Would you copy the records exactly, leaving the pictures out?

=== Section Start ===

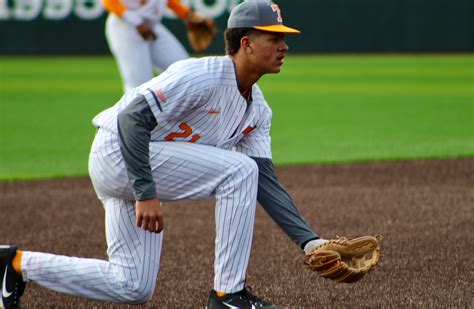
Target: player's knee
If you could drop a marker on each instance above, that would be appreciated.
(138, 293)
(248, 168)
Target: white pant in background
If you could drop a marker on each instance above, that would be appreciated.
(181, 171)
(136, 58)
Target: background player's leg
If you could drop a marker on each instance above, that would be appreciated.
(166, 49)
(131, 52)
(130, 274)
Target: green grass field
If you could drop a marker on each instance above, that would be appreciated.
(325, 109)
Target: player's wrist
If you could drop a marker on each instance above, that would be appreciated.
(132, 18)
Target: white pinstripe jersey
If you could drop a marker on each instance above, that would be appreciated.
(198, 101)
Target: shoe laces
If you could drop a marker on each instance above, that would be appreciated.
(254, 300)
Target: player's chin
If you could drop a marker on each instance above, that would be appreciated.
(276, 68)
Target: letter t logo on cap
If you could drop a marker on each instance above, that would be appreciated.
(275, 8)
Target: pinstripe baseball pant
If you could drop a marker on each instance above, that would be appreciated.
(180, 171)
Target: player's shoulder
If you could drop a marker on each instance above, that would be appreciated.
(257, 96)
(218, 69)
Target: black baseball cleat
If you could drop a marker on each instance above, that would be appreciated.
(12, 283)
(242, 300)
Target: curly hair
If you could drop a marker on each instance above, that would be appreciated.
(232, 38)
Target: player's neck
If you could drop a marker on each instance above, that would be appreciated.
(245, 74)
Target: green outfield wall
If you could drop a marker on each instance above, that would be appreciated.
(43, 27)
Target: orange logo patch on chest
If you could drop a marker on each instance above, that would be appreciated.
(248, 130)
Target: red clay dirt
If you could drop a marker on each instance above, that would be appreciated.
(424, 210)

=== Section End ===

__RESPONSE TO THIS TASK__.
Target: player's knee
If you could drop a marker on each instance above, that would be appreciated.
(138, 293)
(248, 168)
Target: white pant in background
If you could drop a marker on each instance above, that would be appreciated.
(181, 171)
(136, 58)
Target: background player's leg
If you could drop a marker on each instance above, that would be appreciated.
(166, 49)
(131, 52)
(130, 274)
Target: green grass field
If you could drop a marker on each instance above, that would be appreciated.
(325, 109)
Target: player's wrist
If you could drop a marker on each instance above, that would be appreciated.
(132, 18)
Target: white pinstripe jersey
If you could drop a marker on each instance above, that would be appreciated.
(198, 101)
Target: shoe laces
If you could drop a marker on each instance above, that would be appreciated.
(254, 300)
Target: player's chin
If you could drop a marker on each instance above, that would be appreciated.
(276, 68)
Target: letter t logo on cap
If you could drop a marker on each instance above, that would be appreciated.
(275, 8)
Target: pinstripe baseball pant
If you could drop a marker on each instance above, that would be appreciated.
(180, 171)
Target: player's shoulder
If you could drop a marker on each instance above, that would be appreciated.
(257, 96)
(218, 69)
Target: black baseball cleat
If you could drop a marker on each instance above, that would be appreciated.
(12, 283)
(242, 300)
Target: curly hair
If you could drop a marker on each instance above, that would be appreciated.
(232, 38)
Target: player's neck
If you could drop a marker on each instance above, that would be appreciated.
(245, 74)
Target: green outfield wall
If you could drop a marker on each instance above, that would be appreciated.
(43, 27)
Target: orange logo patch on chest
If you could drop a marker on each instance above, that would be appreciated.
(248, 130)
Target: red clay dirt
If you could drop a marker on each instance above, that would be appreciated.
(424, 210)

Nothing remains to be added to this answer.